*FRAGMENTO DEL TEXTO*:
========================

Muchos de los íconos antiguos representan a este
santo en diversas posiciones, de pie, sentado, arrodillado, agitado, en
trance, con la mirada perdida, su luenga barba y el cuerpo enérgico y
sin tiritar en la intemperie crepuscular o nocturna.
Hacía quince años no regresaba a Moscú y volví a
deambular con atención por esta imponente zona central de la ciudad,
plena de palacios, museos y rincones secretos por donde peregrinaron
desde hace siglos latinoamericanos como Francisco de Miranda, protegido
por la emperatriz Catalina y quien se habría inspirado en la bandera
rusa para imaginar la del país imaginario por el que abogaba, Colombeia.
En la Plaza Roja también estuvieron en su tiempo
colombianos como Jorge Zalamea, el autor del Gran Burundún Burundá ha
muerto, y Gabriel García Márquez, quien muy joven y flaco llegó allí
acompañando al grupo de danzas de Delia Zapata Olivella, en compañía de
varios amigos, entre ellos, Manuel, el autor de Changó el gran putas y
otros libros notables, apartes de cuya obra ha sido traducida hace poco
por hispanistas universitarios locales.
Una foto inolvidable muestra al autor de Cien años
de Soledad con sus amigos posando risueño ante la Catedral de San
Basilio, pues todo el que llega a la Plaza Roja queda fascinado por ese
templo y se toma la foto de rigor.
El Kremlin es una construcción amurallada imponente y
al observarlo uno imagina las crueles intrigas y vicisitudes de poder
vividas por zares y jerarcas soviéticos al interior de esa gigantesca
construcción llena de habitaciones, salones y oficinas, donde como en
todos los palacios a veces corre la sangre sobre mármoles y escalinatas.

========================

*DATOS PROPORCIONADOS*:
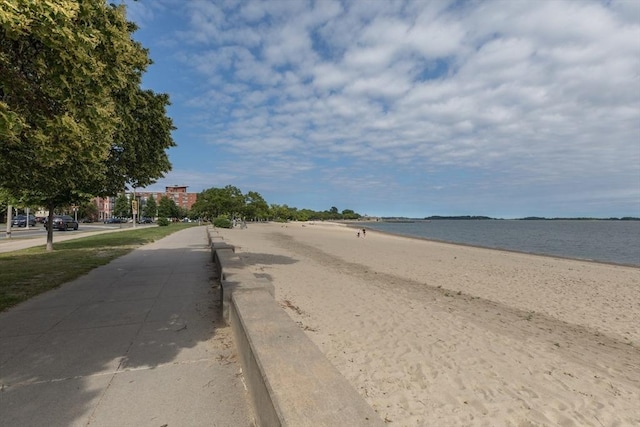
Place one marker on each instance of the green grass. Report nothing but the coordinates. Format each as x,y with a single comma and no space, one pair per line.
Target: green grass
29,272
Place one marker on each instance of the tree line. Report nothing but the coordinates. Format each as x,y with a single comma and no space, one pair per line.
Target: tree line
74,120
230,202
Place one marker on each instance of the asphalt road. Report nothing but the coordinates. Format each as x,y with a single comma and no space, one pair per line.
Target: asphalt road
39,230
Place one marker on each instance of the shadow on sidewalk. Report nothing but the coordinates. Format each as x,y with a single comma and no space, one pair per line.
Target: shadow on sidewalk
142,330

========================

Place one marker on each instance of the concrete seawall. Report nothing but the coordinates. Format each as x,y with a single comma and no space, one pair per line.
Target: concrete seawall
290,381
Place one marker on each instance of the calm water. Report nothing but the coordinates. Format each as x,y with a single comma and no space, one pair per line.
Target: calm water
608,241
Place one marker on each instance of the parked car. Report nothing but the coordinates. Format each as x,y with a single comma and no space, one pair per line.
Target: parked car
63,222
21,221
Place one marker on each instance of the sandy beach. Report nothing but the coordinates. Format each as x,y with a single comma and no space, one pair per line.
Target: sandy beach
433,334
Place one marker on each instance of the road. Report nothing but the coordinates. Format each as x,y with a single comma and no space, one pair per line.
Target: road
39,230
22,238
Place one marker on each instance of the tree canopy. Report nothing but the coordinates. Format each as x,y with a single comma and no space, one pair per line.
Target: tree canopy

========================

*QUÉ HARÁS*:
• 1. Traduce al inglés esta oración del texto sobre la Plaza Roja: "Una foto inolvidable muestra al autor de Cien años de Soledad con sus amigos posando risueño ante la Catedral de San Basilio, pues todo el que llega a la Plaza Roja queda fascinado por ese templo y se toma la foto de rigor."
• 2. Retoma el texto sobre la Plaza Roja y continúalo a partir de su última oración.
Las líneas son un material independiente del texto sobre la Plaza Roja.

*RESPUESTAS*:
• 1. An unforgettable photo shows the author of One Hundred Years of Solitude with his friends, posing cheerfully in front of St. Basil's Cathedral, since everyone who comes to Red Square is fascinated by that church and takes the obligatory photo.

• 2.
En mi anterior visita hace quince años presencié la
imponente salida de la caravana de vehículos que escolta siempre a
Vladimir Putin cuando sale o llega a la sede de gobierno. Esta vez
reinaba cierta calma en la Plaza Roja, porque hay menos turistas.
Y por eso pude visitar sin hacer cola la tumba de
Lenín, que en la otra estadía evité tal vez por la reticencia que nos
producen las momias. En 2024 se cumplirán 100 años de estar allí
presente sin falta frente a los millones de visitantes que han pasado a
verlo durante un siglo.
Esta vez había poca gente y en silencio, después de
los controles, ingresé a la pequeña pirámide de color ocre desde donde
en los tiempos soviéticos pasaban revista en ceremonias militares o días
patrios los jerarcas soviéticos enfundados en sus abrigos oscuros y con
sus gorros típicos de astrakán negro, como Stalin, Jrushev, Brezhnev y
tantos otros.
Ante el cuerpo intacto del líder de la revolución de
1917, sentí la sensación de estar frente a un viejo conocido. Parecía
dormir tranquilamente, efundado en un traje negro, con la típica corbata
oscura de bolitas blancas que anudaba la camisa alba, sus manos y dedos
intactos, algunos ercogidos, la calvicie visible, las cejas orientales,
la chivera y el bigote, la nariz respingada, los labios eslavos, que
fueron su inolvidable marca.
En la penumbra, casi solo a falta de turistas, lo
observé largo rato y a veces percibí que él podía despertarse y salir de
esa caja transparente de cristal donde yace, hasta cuando me llamó la
atención el policía armado de turno con su pesado abrigo y el kepis y me
ordenó seguir el camino rápido y salir del mausoleo.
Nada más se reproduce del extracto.